Consignes et exercices:
**A.** Recopiez fidèlement le passage du texte sur Agnieszka Kurant qui va de « Agnieszka Kurant explore » jusqu'à « l’esprit (Gregory Bateson). ».
**B.** D'après le texte sur Agnieszka Kurant, à quel concept le titre de la série A.A.I. fait-il référence ?

Extrait présenté:
####

Agnieszka Kurant, Post-Fordite, 2019 – aujourd’hui / today. Photo : Mareike Tocha © Mudam Luxembourg.

Intelligences collectives  

Agnieszka Kurant explore la créativité en tant que phénomène collectif, défiant le mythe moderne de l’individualité de l’auteur. Ses œuvres traduisent l’idée que tout ce qui existe résulte des agentivités enchevêtrées d’intelligences collectives. Les paradigmes de l’individualisme et de l’autonomie personnelle, bien utiles à l’idéologie néolibérale, sont alors bouleversés en faveur des personnalités collectives et des subjectivités polyphoniques – c’est-à-dire plurielles et hybrides – convoquées par l’artiste. Dans sa pratique artistique, on retrouve des références aux notions d’émergence (Humberto Maturana et Francisco Varela), de plasticité (Catherine Malabou), d’intra-action (Karen Barad), de posthumain (Rosi Braidotti) ou d’écologie de l’esprit (Gregory Bateson).  

Dans ses œuvres, Kurant crée des conditions ou des paramètres afin que des formes imprévisibles puissent émerger ou se cristalliser à partir d’une multitude d’organismes. Pour créer les sculptures de la série A.A.I. (2014-2017), l’artiste mobilise par exemple l’organisation sociale des colonies de termites. Des empreintes négatives en zinc, coulées dans des habitats abandonnés, révèlent la spécificité et la complexité des systèmes internes de ces colonies, composées par des milliers de spécimens. L’œuvre interroge la notion d’auteur individuel, mais aussi le rôle des travailleur·euses inconscient·es – qu’iels soient termites ou humain·es – dans un système exploitant l’intelligence collective pour générer du profit. Le titre fait justement référence à l’Artificial Artificial Intelligence, concept introduit pour décrire l’emploi des milliers de travailleur·euses fantômes par des plateformes de crowdsourcing.

####

Données:
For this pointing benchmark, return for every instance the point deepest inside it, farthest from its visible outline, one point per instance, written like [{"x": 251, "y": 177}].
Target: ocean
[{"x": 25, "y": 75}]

####

Corrigés détaillés:
**A.**
Agnieszka Kurant explore la créativité en tant que phénomène collectif, défiant le mythe moderne de l’individualité de l’auteur. Ses œuvres traduisent l’idée que tout ce qui existe résulte des agentivités enchevêtrées d’intelligences collectives. Les paradigmes de l’individualisme et de l’autonomie personnelle, bien utiles à l’idéologie néolibérale, sont alors bouleversés en faveur des personnalités collectives et des subjectivités polyphoniques – c’est-à-dire plurielles et hybrides – convoquées par l’artiste. Dans sa pratique artistique, on retrouve des références aux notions d’émergence (Humberto Maturana et Francisco Varela), de plasticité (Catherine Malabou), d’intra-action (Karen Barad), de posthumain (Rosi Braidotti) ou d’écologie de l’esprit (Gregory Bateson).

**B.** À l'Artificial Artificial Intelligence, concept introduit pour décrire l'emploi de milliers de travailleur·euses fantômes par des plateformes de crowdsourcing.